-- Task inputs follows --
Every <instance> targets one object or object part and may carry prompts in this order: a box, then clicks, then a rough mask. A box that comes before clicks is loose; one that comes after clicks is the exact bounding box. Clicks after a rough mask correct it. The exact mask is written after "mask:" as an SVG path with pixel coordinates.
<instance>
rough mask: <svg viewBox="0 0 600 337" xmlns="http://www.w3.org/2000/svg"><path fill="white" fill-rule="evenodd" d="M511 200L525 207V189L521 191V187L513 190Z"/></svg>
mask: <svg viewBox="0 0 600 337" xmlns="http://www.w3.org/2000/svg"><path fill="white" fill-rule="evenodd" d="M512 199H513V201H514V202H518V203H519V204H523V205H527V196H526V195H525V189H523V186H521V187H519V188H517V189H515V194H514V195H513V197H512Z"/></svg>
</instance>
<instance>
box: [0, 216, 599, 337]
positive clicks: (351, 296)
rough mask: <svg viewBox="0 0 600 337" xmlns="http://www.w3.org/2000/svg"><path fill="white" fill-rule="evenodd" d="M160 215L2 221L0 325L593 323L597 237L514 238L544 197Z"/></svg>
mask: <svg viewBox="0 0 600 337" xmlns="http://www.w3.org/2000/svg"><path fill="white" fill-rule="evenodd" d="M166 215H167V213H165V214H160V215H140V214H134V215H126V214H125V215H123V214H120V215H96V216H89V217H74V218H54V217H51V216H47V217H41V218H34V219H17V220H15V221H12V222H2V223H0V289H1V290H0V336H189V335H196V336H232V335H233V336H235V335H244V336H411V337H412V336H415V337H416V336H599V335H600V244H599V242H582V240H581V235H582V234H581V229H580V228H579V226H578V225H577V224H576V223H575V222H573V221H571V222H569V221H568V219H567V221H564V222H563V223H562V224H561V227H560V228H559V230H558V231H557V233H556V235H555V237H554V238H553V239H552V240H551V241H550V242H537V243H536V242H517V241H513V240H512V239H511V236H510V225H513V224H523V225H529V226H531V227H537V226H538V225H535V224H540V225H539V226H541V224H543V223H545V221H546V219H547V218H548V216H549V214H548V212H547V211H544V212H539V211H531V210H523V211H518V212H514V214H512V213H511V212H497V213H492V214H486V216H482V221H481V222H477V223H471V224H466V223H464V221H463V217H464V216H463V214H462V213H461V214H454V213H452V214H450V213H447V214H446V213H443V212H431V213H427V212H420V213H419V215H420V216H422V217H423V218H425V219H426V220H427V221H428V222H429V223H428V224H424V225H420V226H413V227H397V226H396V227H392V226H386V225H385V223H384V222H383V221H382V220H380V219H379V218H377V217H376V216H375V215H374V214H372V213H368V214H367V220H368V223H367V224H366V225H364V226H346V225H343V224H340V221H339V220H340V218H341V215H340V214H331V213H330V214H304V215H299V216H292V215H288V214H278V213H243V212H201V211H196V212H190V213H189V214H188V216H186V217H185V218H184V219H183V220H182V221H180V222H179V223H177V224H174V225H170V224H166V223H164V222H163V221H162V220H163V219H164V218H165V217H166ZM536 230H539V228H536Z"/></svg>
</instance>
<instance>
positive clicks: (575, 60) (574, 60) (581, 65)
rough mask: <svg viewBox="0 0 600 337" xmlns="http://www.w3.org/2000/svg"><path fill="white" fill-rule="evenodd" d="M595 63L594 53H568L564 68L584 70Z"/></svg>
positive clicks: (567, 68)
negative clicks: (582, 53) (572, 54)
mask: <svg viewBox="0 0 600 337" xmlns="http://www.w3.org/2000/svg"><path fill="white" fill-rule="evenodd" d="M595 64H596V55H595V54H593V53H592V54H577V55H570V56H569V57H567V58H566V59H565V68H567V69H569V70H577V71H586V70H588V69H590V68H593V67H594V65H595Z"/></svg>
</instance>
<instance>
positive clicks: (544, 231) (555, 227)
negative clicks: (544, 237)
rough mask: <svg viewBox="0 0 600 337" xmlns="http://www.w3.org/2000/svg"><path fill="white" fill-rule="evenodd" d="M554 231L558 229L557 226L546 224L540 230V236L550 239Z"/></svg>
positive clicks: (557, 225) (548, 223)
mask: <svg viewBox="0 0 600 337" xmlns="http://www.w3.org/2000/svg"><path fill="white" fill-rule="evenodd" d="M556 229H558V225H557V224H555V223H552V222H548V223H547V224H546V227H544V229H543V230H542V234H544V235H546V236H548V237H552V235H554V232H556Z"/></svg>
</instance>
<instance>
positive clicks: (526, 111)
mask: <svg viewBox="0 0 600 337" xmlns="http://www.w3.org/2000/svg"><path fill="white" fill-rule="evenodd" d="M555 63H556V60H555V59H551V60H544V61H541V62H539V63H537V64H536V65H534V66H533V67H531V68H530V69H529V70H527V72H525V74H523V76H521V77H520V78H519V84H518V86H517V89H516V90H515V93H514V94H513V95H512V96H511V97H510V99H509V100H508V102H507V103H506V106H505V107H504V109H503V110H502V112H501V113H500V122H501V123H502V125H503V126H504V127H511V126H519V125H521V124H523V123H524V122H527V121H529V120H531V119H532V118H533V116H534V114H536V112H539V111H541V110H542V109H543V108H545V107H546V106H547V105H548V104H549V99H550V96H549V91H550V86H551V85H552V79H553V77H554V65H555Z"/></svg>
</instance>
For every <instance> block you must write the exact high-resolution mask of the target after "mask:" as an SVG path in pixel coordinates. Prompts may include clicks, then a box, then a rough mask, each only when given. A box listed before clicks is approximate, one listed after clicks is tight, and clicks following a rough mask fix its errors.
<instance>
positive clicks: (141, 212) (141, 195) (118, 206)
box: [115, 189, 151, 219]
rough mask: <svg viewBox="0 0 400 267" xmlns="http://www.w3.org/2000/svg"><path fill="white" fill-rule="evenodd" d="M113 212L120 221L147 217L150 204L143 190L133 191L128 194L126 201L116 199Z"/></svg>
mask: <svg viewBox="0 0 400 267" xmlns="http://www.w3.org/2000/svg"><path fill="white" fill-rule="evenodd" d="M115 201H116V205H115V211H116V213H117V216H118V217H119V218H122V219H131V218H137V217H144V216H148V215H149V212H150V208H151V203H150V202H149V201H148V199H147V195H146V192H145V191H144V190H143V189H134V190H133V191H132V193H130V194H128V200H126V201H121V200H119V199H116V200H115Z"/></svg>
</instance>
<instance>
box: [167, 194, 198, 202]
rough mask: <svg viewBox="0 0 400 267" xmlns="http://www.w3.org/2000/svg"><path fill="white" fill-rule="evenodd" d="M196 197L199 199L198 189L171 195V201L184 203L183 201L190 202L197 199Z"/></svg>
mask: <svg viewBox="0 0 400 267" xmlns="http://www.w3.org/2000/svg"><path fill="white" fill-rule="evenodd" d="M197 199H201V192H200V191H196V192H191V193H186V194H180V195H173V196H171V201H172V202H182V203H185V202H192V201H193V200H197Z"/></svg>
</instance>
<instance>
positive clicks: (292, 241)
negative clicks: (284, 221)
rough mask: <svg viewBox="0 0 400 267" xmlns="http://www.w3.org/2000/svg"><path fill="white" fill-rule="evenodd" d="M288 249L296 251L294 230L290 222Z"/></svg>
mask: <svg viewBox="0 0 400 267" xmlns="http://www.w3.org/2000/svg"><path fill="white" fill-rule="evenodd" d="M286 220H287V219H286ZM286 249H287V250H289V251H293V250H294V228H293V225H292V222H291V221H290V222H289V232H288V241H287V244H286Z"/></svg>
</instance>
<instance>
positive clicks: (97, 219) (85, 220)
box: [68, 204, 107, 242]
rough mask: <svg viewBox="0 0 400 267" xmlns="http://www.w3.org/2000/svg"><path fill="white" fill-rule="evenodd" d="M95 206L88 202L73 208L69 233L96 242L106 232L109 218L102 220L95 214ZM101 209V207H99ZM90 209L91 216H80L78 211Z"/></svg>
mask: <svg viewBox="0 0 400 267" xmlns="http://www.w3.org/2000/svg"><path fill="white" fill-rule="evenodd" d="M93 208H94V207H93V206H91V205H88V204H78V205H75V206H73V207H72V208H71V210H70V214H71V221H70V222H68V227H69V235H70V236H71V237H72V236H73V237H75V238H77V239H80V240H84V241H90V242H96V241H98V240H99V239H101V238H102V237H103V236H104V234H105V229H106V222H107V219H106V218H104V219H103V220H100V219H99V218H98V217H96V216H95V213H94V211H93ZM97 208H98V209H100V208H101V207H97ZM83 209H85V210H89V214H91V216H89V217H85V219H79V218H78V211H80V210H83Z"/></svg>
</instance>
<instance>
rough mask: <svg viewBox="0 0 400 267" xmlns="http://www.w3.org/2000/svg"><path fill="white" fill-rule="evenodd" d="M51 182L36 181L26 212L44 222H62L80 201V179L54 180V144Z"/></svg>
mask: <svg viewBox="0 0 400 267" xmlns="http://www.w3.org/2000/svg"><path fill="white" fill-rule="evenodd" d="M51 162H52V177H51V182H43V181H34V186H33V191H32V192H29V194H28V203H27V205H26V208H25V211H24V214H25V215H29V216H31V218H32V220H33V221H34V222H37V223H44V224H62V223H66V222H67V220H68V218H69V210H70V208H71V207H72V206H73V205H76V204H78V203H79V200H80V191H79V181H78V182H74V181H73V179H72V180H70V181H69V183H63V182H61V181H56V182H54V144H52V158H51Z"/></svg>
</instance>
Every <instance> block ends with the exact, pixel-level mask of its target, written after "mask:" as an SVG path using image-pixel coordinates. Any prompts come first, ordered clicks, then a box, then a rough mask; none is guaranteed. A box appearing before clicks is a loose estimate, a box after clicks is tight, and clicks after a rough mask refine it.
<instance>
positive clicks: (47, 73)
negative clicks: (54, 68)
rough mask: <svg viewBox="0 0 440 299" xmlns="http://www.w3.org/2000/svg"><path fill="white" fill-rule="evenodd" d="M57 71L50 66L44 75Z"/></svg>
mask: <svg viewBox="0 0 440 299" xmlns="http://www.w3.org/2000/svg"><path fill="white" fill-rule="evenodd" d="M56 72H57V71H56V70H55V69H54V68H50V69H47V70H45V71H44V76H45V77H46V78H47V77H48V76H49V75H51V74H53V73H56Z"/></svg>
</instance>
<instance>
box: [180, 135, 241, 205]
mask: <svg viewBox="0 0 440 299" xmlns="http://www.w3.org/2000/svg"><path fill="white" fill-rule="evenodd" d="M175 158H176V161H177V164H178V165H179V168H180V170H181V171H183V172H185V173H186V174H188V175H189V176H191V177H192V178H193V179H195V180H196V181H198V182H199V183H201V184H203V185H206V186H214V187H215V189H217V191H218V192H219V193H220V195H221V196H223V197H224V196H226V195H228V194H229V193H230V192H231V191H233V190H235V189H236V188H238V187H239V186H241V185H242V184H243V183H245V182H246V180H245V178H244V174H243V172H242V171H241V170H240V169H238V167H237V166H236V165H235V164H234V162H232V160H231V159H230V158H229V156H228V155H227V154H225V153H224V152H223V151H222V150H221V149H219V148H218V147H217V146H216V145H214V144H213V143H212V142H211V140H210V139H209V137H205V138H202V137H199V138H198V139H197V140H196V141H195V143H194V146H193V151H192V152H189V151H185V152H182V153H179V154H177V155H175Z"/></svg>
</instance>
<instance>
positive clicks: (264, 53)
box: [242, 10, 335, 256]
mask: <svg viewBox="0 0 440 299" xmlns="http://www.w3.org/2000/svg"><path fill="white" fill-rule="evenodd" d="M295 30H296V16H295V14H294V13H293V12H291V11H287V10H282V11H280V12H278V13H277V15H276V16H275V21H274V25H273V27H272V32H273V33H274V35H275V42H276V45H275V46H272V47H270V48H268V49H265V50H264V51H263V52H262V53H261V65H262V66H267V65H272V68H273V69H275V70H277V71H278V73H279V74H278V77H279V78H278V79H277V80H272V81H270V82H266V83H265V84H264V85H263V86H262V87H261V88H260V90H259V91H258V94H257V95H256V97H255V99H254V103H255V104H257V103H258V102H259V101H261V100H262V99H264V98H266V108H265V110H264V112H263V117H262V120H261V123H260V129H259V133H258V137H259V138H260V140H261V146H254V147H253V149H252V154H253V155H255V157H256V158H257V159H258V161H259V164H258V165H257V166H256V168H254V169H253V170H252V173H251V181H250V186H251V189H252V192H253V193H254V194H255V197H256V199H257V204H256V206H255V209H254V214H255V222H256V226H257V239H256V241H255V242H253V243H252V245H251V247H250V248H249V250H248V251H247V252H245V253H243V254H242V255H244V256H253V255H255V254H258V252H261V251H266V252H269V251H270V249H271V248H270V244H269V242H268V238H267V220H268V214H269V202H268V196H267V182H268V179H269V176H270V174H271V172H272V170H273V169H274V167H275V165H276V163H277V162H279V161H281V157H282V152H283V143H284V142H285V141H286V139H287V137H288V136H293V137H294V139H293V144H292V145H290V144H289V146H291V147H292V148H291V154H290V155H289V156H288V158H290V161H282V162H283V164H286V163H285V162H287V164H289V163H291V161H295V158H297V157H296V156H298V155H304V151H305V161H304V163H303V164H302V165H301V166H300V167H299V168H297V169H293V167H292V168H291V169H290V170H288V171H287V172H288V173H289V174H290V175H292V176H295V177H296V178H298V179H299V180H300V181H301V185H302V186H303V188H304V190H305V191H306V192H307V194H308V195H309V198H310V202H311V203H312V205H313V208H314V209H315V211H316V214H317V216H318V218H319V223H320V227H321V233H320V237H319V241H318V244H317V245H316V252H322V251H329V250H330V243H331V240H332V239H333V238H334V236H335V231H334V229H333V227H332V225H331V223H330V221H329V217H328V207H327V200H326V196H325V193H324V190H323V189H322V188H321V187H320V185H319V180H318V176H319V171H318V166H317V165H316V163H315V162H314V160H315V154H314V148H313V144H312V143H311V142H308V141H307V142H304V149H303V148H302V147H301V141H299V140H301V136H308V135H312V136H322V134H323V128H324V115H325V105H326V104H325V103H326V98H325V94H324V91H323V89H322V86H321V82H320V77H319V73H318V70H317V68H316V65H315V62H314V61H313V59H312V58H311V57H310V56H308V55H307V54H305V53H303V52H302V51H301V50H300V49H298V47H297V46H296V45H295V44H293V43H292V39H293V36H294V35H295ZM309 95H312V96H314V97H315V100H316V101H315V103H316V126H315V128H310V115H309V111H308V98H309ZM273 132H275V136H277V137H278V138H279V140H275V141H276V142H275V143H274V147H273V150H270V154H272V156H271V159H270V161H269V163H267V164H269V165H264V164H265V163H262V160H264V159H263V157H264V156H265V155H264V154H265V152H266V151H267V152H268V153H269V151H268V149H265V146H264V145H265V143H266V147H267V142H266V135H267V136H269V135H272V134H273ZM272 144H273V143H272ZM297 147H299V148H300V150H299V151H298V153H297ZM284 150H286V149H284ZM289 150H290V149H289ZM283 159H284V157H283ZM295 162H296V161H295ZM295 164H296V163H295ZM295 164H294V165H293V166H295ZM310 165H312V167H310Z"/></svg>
-- Task inputs concluded --
Spot the lines above that mention "after" and copy them.

Every <instance> targets one object or object part and may carry prompts in this order: a box, then clicks, then a rough mask. A box that comes before clicks is loose; one that comes after clicks is the exact bounding box. Clicks after a rough mask correct it. The exact mask is written after "mask:" as an SVG path with pixel coordinates.
For every <instance> block you must write the exact high-resolution mask of the target after "mask:" as an SVG path in pixel coordinates. Prompts may include clicks, then a box, then a rough mask, each only when given. A box listed before clicks is approximate, one listed after clicks is tight, and clicks following a rough mask fix its errors.
Every <instance> block ends with the exact, pixel-level mask of its target, written after "mask:" as an SVG path using image-pixel coordinates. Any prompts come first, ordered clicks, then a box, then a rough mask; none is guaranteed. A box appearing before clicks is a loose estimate, a box after clicks is tight, and clicks after a rough mask refine it.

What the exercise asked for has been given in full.